PROVIDED DATA >>
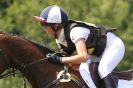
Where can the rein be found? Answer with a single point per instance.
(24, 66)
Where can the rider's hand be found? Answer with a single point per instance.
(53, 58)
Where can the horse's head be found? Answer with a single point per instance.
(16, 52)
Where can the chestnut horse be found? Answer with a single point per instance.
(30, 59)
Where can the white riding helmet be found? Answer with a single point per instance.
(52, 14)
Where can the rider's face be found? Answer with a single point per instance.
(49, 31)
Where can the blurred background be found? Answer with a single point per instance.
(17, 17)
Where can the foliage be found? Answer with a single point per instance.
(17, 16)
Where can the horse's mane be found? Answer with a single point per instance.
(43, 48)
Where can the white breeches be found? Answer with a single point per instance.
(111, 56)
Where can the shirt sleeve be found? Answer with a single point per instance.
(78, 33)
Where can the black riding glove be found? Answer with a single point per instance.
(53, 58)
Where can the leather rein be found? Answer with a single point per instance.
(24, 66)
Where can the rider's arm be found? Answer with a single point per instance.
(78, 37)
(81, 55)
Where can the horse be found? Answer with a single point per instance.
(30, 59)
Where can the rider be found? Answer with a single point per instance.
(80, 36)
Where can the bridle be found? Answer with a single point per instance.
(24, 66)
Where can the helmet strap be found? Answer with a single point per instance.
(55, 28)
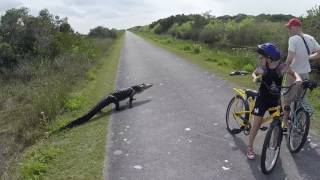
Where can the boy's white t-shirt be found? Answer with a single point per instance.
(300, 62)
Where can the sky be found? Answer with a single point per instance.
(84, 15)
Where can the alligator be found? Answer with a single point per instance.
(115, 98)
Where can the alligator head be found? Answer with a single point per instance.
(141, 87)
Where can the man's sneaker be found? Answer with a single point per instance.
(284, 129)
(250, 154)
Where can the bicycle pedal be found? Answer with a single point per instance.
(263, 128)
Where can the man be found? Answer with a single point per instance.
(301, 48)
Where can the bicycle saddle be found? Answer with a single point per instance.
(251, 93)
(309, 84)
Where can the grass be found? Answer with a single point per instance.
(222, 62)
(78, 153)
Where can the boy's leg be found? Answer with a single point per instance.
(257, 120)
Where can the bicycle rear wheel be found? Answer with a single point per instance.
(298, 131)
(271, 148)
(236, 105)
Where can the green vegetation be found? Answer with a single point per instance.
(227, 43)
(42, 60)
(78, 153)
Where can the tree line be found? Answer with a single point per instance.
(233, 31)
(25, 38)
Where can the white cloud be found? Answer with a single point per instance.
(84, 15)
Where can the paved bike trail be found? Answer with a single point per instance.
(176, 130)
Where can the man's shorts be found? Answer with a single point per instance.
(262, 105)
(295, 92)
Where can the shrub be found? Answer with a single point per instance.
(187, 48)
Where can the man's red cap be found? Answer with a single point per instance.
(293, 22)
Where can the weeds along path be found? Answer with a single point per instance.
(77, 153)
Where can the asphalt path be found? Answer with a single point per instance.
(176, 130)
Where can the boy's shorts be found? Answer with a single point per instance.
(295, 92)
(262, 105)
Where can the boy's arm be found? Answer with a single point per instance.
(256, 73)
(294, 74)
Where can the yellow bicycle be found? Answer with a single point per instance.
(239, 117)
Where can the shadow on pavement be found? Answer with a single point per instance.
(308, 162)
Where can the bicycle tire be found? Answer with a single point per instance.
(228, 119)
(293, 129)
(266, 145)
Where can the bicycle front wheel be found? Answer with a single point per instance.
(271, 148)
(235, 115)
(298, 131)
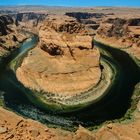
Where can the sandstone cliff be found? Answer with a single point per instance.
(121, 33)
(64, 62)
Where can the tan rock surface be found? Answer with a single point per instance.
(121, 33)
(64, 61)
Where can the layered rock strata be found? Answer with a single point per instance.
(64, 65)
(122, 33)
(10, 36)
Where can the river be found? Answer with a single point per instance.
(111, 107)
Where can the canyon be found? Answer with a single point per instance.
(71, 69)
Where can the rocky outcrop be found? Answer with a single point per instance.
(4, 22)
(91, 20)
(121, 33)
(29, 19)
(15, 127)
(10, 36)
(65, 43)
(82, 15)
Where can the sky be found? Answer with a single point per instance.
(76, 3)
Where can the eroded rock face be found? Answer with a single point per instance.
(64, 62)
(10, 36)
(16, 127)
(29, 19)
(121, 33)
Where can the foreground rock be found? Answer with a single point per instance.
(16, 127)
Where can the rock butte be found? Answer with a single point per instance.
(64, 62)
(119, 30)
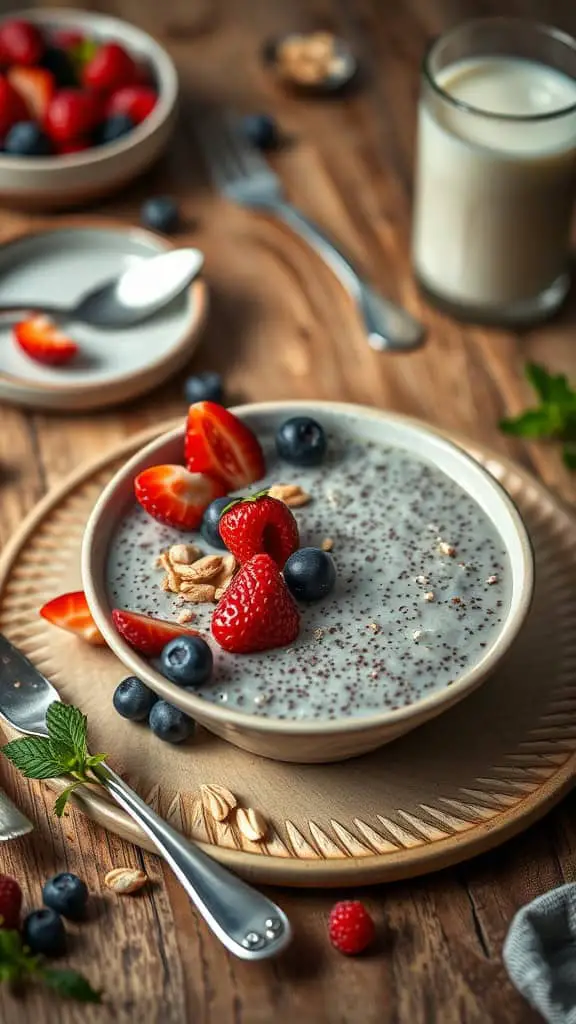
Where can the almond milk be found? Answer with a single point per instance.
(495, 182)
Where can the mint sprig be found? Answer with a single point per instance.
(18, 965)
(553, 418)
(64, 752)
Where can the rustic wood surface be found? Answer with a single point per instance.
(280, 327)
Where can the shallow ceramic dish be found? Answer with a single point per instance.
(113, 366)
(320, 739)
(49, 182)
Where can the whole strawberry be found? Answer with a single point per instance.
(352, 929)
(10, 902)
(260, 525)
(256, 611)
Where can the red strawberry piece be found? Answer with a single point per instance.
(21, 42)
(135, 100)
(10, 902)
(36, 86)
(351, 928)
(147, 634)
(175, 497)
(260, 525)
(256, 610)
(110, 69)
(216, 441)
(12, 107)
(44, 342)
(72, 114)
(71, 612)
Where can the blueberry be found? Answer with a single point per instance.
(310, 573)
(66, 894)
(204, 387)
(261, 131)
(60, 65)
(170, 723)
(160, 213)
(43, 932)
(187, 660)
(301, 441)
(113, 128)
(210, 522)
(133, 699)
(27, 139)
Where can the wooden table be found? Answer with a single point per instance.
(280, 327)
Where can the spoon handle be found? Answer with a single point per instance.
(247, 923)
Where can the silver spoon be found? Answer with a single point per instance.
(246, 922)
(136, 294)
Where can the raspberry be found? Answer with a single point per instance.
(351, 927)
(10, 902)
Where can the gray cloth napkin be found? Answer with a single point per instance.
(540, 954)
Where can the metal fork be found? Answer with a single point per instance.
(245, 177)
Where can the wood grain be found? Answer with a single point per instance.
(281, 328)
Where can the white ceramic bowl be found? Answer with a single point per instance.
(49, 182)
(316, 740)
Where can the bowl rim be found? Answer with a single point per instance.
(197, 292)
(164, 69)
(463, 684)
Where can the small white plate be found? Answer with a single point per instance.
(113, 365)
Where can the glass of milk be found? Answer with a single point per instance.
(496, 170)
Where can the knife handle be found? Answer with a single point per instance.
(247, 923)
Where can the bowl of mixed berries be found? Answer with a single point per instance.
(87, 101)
==
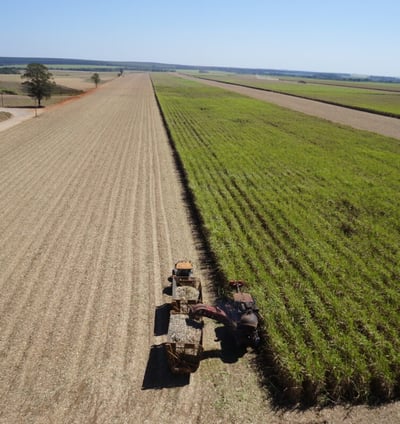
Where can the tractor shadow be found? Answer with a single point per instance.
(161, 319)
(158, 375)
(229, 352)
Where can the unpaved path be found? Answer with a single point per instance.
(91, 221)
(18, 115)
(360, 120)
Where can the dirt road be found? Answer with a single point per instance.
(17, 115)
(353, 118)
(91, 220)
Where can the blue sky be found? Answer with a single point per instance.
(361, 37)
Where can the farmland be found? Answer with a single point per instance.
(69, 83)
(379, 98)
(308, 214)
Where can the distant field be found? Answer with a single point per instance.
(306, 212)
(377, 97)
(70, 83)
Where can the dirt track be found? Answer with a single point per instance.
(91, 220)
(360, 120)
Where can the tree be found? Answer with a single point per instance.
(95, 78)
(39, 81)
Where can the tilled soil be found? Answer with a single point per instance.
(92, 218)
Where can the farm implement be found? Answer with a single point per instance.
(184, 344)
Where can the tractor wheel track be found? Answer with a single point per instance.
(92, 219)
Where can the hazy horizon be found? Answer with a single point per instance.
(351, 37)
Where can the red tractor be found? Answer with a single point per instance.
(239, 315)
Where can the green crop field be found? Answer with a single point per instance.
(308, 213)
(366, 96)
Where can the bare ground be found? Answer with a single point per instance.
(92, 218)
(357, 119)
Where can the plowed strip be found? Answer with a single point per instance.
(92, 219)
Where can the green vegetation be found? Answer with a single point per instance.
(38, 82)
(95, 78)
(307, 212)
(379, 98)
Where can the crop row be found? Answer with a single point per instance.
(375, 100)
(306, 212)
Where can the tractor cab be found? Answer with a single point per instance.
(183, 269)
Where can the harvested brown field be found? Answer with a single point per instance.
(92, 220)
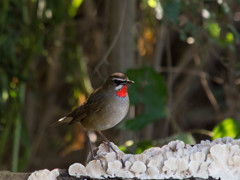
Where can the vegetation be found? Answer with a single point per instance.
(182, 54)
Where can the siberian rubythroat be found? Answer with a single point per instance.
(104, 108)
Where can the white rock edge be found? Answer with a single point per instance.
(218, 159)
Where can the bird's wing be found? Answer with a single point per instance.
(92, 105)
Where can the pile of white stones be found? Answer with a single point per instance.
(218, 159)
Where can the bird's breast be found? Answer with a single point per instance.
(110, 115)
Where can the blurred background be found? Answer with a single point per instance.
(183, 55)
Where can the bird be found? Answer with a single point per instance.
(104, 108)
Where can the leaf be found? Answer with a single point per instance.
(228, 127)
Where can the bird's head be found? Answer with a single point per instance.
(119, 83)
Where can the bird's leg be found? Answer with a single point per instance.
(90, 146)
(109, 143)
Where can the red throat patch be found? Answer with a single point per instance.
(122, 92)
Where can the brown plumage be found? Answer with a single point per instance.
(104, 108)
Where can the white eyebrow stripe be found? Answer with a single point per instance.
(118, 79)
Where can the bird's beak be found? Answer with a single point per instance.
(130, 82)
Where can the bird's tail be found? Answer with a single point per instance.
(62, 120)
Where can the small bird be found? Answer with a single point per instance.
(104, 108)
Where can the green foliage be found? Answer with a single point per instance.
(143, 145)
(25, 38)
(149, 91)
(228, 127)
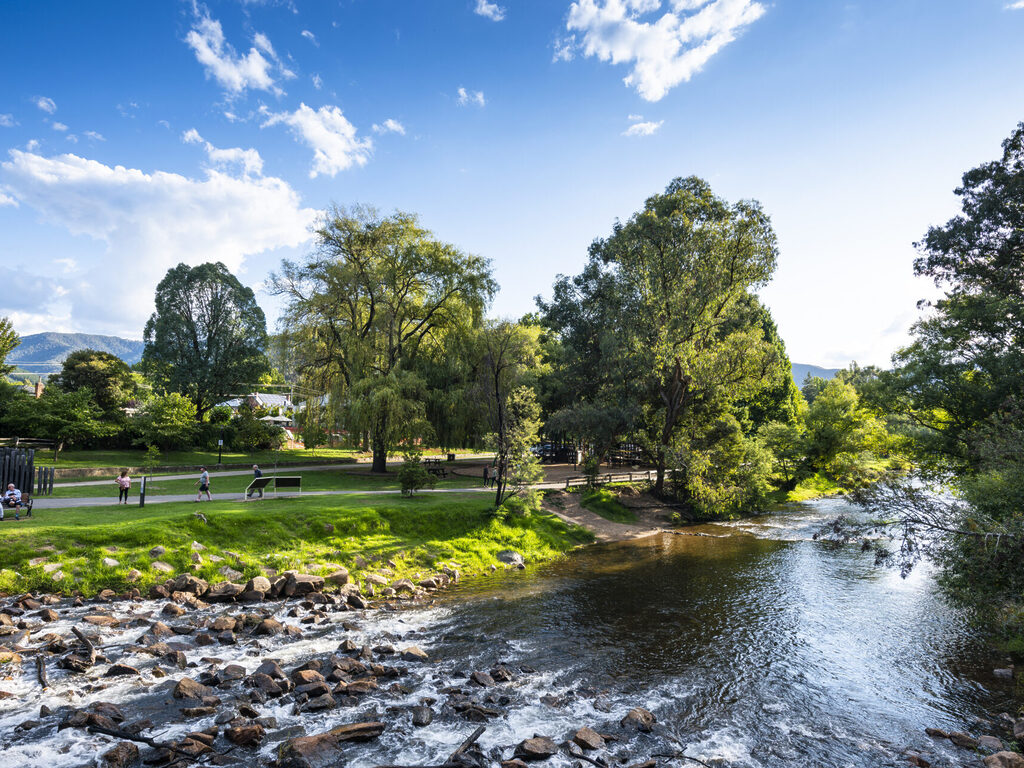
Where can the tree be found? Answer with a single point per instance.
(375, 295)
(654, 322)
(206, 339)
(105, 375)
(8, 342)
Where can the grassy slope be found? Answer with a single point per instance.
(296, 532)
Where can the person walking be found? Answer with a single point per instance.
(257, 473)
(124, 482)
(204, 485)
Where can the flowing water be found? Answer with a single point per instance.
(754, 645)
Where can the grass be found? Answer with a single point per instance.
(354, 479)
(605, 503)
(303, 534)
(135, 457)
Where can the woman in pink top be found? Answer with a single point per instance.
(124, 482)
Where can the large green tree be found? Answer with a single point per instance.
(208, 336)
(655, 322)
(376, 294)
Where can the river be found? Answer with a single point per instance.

EXERCISE AIM >> Filter the listing above and copy out every line that holds the word "rider", treating upper and lower case as different.

THE SOLUTION >>
Where can the rider's hand be found? Answer with a single point per instance.
Where can the rider's face be found? Answer with a single point per instance.
Where can the rider's arm be found? Answer with a single point per instance.
Where can the rider be found? Answer with a single point per instance.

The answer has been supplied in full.